----- INFORMATION SUPPLIED

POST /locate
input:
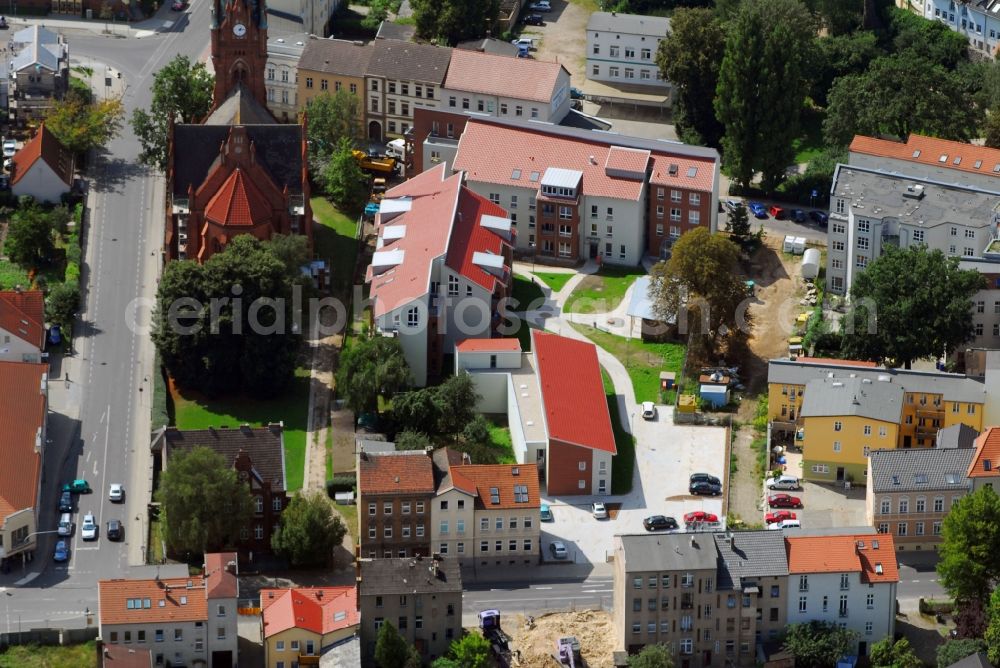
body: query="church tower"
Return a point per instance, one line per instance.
(239, 48)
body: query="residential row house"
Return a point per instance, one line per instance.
(23, 448)
(441, 270)
(421, 597)
(840, 411)
(555, 404)
(181, 621)
(720, 599)
(257, 454)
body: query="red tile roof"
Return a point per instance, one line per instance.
(44, 145)
(491, 152)
(404, 473)
(986, 461)
(22, 313)
(484, 477)
(491, 74)
(488, 345)
(165, 598)
(930, 150)
(20, 421)
(221, 583)
(576, 408)
(238, 203)
(844, 554)
(321, 610)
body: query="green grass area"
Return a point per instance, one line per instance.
(643, 361)
(527, 293)
(603, 291)
(554, 279)
(194, 411)
(49, 656)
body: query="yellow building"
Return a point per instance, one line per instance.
(300, 625)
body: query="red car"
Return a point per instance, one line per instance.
(700, 516)
(784, 501)
(779, 516)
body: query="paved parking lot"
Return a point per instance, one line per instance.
(666, 456)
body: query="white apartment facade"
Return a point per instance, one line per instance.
(621, 49)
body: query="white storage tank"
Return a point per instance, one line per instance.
(810, 263)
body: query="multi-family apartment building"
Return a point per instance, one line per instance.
(402, 76)
(846, 579)
(181, 621)
(395, 491)
(23, 448)
(555, 405)
(842, 410)
(621, 49)
(910, 492)
(281, 74)
(575, 194)
(441, 268)
(421, 597)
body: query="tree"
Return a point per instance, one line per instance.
(371, 368)
(237, 334)
(182, 90)
(343, 178)
(702, 268)
(29, 240)
(818, 644)
(309, 530)
(204, 502)
(969, 561)
(888, 654)
(652, 656)
(762, 88)
(332, 117)
(80, 124)
(690, 57)
(954, 651)
(919, 301)
(391, 649)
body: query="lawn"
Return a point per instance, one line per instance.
(603, 291)
(194, 411)
(643, 361)
(554, 279)
(49, 656)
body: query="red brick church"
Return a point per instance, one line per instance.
(240, 171)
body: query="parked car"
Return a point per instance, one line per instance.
(789, 482)
(558, 550)
(784, 501)
(88, 530)
(659, 523)
(705, 488)
(700, 516)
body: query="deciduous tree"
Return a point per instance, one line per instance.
(204, 502)
(910, 304)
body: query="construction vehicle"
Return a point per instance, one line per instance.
(375, 163)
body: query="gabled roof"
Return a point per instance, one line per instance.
(576, 408)
(321, 610)
(238, 203)
(152, 600)
(986, 460)
(46, 147)
(22, 314)
(21, 422)
(920, 469)
(491, 74)
(406, 472)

----------

# EXERCISE INSTRUCTIONS
Please keep the pictures out and reproduce the records above exactly.

# ANSWER FOR THIS EXERCISE
POST /locate
input:
body: query="church tower"
Return a point per instance, one line per instance.
(239, 48)
body: query="residential row house"
Return a point per instance, one line per instance.
(23, 448)
(441, 270)
(421, 597)
(840, 411)
(555, 404)
(181, 621)
(720, 599)
(257, 454)
body: query="red tile roof"
Return a point per instance, one line per instance.
(44, 145)
(491, 152)
(404, 473)
(986, 461)
(22, 313)
(484, 477)
(491, 74)
(488, 345)
(165, 598)
(930, 150)
(20, 421)
(221, 583)
(576, 408)
(238, 203)
(844, 554)
(321, 610)
body: query="green grass area"
Return a point per instance, one line per instance.
(643, 361)
(527, 293)
(603, 291)
(554, 279)
(194, 411)
(49, 656)
body: query="yellow building"
Return a point per instance, one line per instance.
(300, 625)
body: query="red car"
Return a point per instance, one line per instance.
(700, 516)
(784, 501)
(779, 516)
body: query="paved parking lot"
Return a point per instance, one line per instance.
(666, 456)
body: query="white apartment facade"
Return a point per instance, one line per instance.
(621, 49)
body: query="white storage tank"
Return a point per instance, one line per instance.
(810, 263)
body: query="multi-family apartment building"
Return a point per instance, one line per instance.
(402, 76)
(846, 579)
(181, 621)
(395, 491)
(23, 448)
(555, 405)
(842, 410)
(621, 49)
(910, 492)
(281, 74)
(575, 194)
(441, 268)
(421, 597)
body: query="tree"
Return a point per instance, one line per instance.
(371, 368)
(237, 334)
(182, 90)
(343, 178)
(702, 268)
(29, 240)
(818, 644)
(309, 530)
(204, 502)
(969, 561)
(888, 654)
(652, 656)
(762, 88)
(332, 117)
(80, 124)
(690, 57)
(954, 651)
(919, 301)
(391, 649)
body: query="lawn"
Return a point per instance, one line per instance.
(603, 291)
(194, 411)
(643, 361)
(554, 279)
(49, 656)
body: query="red brick church"
Return a point per instance, one line per instance.
(240, 171)
body: query="parked car"
Return a point per instance, one line per instance.
(789, 482)
(558, 550)
(784, 501)
(88, 530)
(659, 523)
(705, 488)
(700, 516)
body: query="deciduous tree"
Return a point per instance, one line per instance.
(204, 502)
(910, 304)
body: query="construction vehicle"
Return a point per instance, one line per instance.
(375, 163)
body: query="gabled roof"
Return a point per instance, one line per instance.
(576, 408)
(321, 610)
(238, 203)
(152, 600)
(986, 460)
(46, 147)
(22, 314)
(21, 422)
(920, 469)
(491, 74)
(406, 472)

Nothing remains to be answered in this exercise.